Exercise:
Please list each line below that contains the string "strap", treating uppercase and lowercase letters as different.

Saved entries:
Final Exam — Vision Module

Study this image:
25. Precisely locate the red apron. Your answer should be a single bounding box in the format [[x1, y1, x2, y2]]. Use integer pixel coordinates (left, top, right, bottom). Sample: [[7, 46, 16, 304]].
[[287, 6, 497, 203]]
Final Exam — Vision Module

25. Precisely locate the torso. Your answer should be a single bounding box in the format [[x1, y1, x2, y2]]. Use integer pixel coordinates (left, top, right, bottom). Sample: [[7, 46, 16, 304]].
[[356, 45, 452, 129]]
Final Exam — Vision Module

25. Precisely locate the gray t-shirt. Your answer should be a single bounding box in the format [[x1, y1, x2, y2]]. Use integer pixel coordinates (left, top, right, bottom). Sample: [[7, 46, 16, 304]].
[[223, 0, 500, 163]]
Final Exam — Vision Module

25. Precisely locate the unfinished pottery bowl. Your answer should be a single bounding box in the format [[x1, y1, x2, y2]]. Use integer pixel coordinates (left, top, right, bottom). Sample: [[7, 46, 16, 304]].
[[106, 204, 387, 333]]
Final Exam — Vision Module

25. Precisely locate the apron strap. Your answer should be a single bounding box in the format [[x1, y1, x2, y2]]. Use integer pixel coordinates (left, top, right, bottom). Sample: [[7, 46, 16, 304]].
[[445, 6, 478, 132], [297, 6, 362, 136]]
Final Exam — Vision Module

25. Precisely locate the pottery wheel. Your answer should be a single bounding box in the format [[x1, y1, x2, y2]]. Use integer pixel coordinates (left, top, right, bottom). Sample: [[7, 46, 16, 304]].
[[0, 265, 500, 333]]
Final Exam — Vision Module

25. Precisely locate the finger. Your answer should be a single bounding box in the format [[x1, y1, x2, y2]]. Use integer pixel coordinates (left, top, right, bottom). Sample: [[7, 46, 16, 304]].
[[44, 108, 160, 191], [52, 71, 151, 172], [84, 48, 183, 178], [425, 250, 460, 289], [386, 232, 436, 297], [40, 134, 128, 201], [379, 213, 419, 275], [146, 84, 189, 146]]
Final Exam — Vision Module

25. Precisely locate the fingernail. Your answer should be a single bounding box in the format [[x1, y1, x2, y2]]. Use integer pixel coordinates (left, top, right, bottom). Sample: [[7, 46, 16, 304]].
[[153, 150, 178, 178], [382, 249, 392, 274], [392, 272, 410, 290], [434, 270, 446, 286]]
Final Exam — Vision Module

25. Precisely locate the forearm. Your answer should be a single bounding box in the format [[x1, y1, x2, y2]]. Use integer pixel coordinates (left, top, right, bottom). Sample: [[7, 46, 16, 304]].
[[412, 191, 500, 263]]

...

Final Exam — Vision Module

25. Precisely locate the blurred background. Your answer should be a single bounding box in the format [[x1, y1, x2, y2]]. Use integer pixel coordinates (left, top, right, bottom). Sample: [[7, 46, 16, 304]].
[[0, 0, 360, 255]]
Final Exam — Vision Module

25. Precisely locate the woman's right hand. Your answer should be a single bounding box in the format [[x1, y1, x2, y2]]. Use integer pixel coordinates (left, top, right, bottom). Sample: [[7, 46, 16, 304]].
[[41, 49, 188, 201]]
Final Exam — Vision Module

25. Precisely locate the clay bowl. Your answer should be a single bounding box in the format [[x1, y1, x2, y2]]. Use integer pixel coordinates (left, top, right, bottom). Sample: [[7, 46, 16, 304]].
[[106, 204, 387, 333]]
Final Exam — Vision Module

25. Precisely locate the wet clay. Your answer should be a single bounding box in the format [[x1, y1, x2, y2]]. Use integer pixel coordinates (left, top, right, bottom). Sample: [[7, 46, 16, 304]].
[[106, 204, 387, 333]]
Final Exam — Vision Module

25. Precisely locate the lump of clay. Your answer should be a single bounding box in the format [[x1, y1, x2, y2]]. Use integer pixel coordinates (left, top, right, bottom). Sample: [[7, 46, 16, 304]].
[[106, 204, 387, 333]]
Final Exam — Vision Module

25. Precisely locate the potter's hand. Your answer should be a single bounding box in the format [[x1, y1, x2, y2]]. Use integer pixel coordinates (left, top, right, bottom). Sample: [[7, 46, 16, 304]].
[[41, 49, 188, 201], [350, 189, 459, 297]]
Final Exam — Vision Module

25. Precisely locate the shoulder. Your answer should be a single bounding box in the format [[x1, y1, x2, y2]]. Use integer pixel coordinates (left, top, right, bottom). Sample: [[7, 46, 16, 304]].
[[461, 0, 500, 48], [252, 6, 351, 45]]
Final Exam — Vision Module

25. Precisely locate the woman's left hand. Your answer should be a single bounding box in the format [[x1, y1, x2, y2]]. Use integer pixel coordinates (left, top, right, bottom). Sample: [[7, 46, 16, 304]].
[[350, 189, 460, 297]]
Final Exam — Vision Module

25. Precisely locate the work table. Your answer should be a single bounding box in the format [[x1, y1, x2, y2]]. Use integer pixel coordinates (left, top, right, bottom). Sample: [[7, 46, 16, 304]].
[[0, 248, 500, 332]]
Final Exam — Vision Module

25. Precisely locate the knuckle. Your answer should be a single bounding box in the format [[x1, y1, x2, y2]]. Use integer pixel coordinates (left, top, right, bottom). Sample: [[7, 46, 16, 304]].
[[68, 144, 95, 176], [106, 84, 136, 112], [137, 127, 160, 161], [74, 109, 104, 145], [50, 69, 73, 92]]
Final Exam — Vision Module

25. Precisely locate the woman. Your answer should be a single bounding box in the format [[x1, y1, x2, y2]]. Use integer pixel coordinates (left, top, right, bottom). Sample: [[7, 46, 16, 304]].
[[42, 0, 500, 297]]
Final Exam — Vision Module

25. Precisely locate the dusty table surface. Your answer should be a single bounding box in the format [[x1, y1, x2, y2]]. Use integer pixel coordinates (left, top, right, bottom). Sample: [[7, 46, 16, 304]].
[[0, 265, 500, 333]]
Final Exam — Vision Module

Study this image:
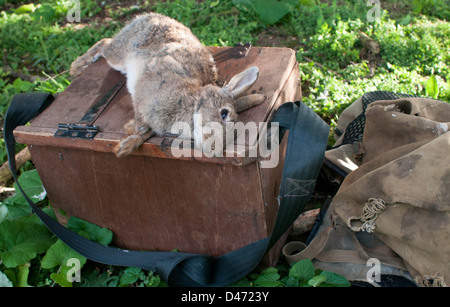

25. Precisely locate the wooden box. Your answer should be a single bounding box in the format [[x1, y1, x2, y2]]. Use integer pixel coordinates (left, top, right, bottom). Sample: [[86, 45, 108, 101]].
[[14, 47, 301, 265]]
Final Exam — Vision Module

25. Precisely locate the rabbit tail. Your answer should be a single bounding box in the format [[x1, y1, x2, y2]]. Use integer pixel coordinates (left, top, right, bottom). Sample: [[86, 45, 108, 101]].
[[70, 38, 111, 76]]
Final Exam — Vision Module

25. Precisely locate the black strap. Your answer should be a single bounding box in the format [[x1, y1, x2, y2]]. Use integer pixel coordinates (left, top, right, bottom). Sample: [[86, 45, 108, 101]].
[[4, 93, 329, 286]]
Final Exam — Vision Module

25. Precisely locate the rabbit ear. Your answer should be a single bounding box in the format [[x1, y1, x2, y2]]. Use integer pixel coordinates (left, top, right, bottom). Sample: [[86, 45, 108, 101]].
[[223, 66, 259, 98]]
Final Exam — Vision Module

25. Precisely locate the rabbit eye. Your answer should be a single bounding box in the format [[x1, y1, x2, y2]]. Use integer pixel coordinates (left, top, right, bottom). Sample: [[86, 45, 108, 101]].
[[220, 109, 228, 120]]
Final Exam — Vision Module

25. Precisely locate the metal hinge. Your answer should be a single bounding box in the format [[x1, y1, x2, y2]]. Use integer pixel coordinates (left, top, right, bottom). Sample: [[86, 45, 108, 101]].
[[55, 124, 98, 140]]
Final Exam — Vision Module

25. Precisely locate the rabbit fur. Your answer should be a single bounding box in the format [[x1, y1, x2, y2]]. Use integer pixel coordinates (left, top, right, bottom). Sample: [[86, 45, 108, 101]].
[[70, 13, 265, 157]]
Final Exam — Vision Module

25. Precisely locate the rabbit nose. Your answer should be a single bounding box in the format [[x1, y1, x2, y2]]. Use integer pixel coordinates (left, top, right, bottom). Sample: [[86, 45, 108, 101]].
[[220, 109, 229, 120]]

Response to the task:
25. Precisely locate the apron strap. Your answer should be a single bounding box in the format [[x1, y1, x2, y2]]. Use integer pixel coordinates (left, top, right, bottom). Sample: [[7, 46, 16, 304]].
25. Precisely locate the black strap. Your answer should be a single bounding box in the format [[x1, y1, x2, y2]]. Use integer pixel coordinates (left, top, right, bottom). Sample: [[86, 45, 108, 101]].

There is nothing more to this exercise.